## Provided data
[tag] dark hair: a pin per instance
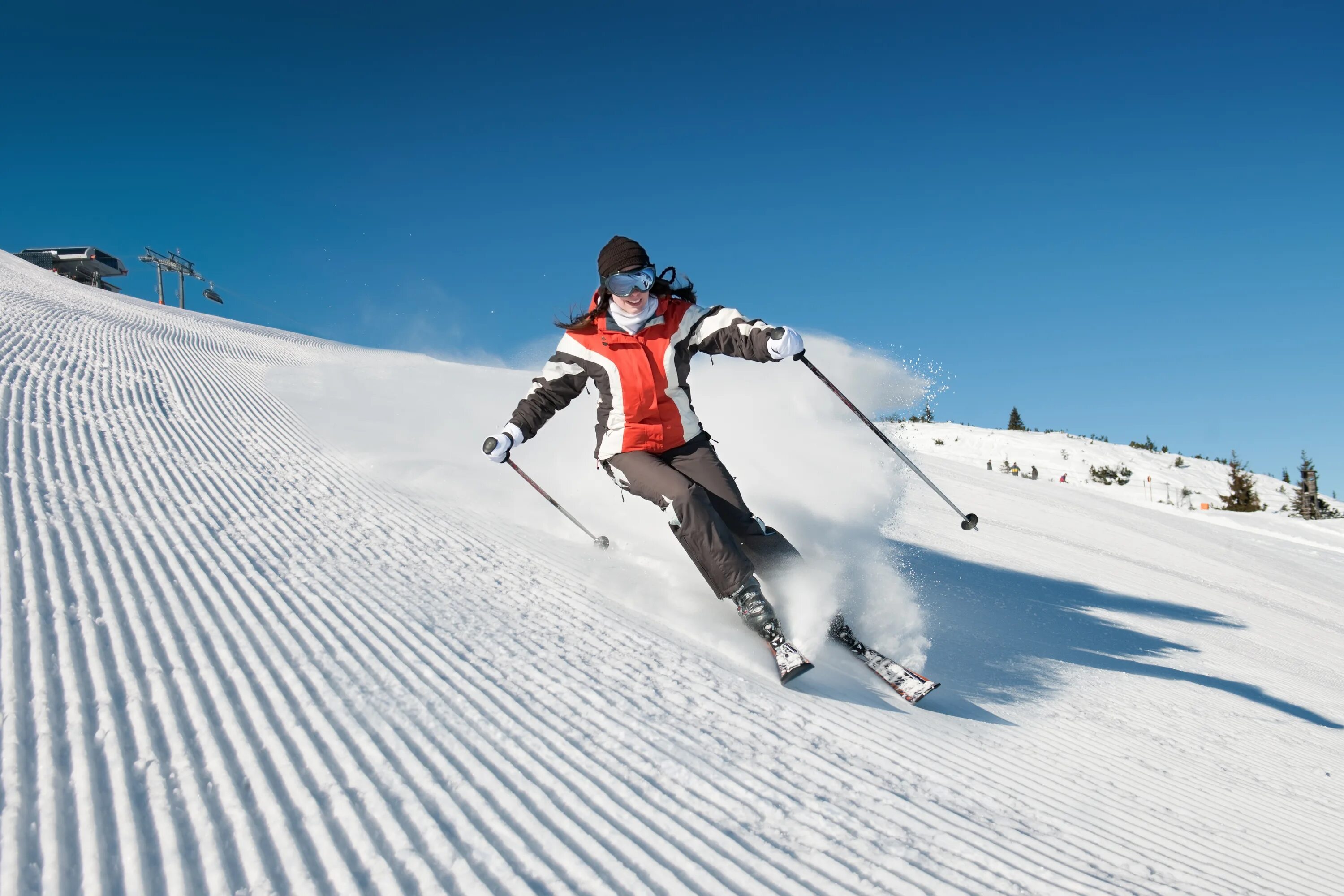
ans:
(662, 289)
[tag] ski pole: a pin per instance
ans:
(600, 540)
(968, 520)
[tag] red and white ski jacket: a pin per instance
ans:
(644, 402)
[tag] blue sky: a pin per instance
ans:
(1123, 220)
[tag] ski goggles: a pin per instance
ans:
(627, 283)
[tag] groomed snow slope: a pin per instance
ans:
(268, 625)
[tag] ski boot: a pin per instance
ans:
(758, 616)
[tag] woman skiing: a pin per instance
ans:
(635, 345)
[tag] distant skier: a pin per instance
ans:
(635, 345)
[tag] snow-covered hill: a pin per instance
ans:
(1155, 477)
(268, 624)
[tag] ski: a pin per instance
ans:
(788, 659)
(912, 685)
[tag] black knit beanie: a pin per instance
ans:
(621, 253)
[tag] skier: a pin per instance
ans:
(635, 345)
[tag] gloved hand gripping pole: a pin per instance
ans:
(968, 520)
(600, 540)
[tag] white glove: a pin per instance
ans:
(787, 346)
(504, 441)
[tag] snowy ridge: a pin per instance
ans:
(234, 660)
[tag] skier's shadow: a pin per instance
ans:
(994, 628)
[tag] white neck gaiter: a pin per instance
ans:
(633, 323)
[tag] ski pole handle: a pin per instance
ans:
(600, 540)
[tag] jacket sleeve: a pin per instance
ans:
(725, 331)
(561, 381)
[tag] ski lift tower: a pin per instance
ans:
(174, 263)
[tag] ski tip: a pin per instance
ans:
(793, 673)
(924, 694)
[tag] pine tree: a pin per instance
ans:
(1242, 489)
(1308, 503)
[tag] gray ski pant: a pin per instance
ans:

## What is being asked
Copy the listing above word for word from start to finish, leaving out the pictures.

## Full solution
[tag] dark hair: a pin per instance
ans:
(662, 289)
[tag] ski pole: a pin per instance
ans:
(600, 540)
(968, 520)
[tag] red and white ski jacket: a pin per instance
ans:
(644, 402)
[tag] blue sky: a pin per instance
ans:
(1123, 220)
[tag] ski goggles: a pin per instance
ans:
(627, 283)
[tag] groomed snow slope: a pin per instance
ans:
(268, 625)
[tag] ski boot: a pin per instance
ans:
(758, 616)
[tag] woman skiing: a pin per instance
ans:
(635, 345)
[tag] distant skier: a pin per instance
ans:
(635, 345)
[tag] snow-covered hill: a pin per instance
ans:
(1155, 477)
(268, 624)
[tag] ski: a pin per instance
ans:
(788, 659)
(912, 685)
[tag] black knit beanie: a pin per instance
ans:
(621, 253)
[tag] skier: a pin per instance
ans:
(635, 345)
[tag] gloved hand gripping pole: a pin per instance
ans:
(968, 520)
(600, 540)
[tag] white glove: a pin per instance
ans:
(787, 346)
(504, 441)
[tag] snowy ridge: a pin per instance
ans:
(234, 660)
[tag] skier's shadow: a pin per instance
ans:
(994, 628)
[tag] white neck gaiter: a pin per instance
ans:
(633, 323)
[tag] ski pole handle: a pin per instance
ans:
(600, 540)
[tag] jacket sleeve: a pin per instance
ans:
(725, 331)
(561, 381)
[tag] ski lift tower: a pin per instance
ans:
(174, 263)
[tag] ski tip: a pin per instance
ans:
(793, 673)
(924, 694)
[tag] pine tree: a pin per instance
ans:
(1242, 489)
(1308, 503)
[tag] gray ski pant: a pin per instance
ans:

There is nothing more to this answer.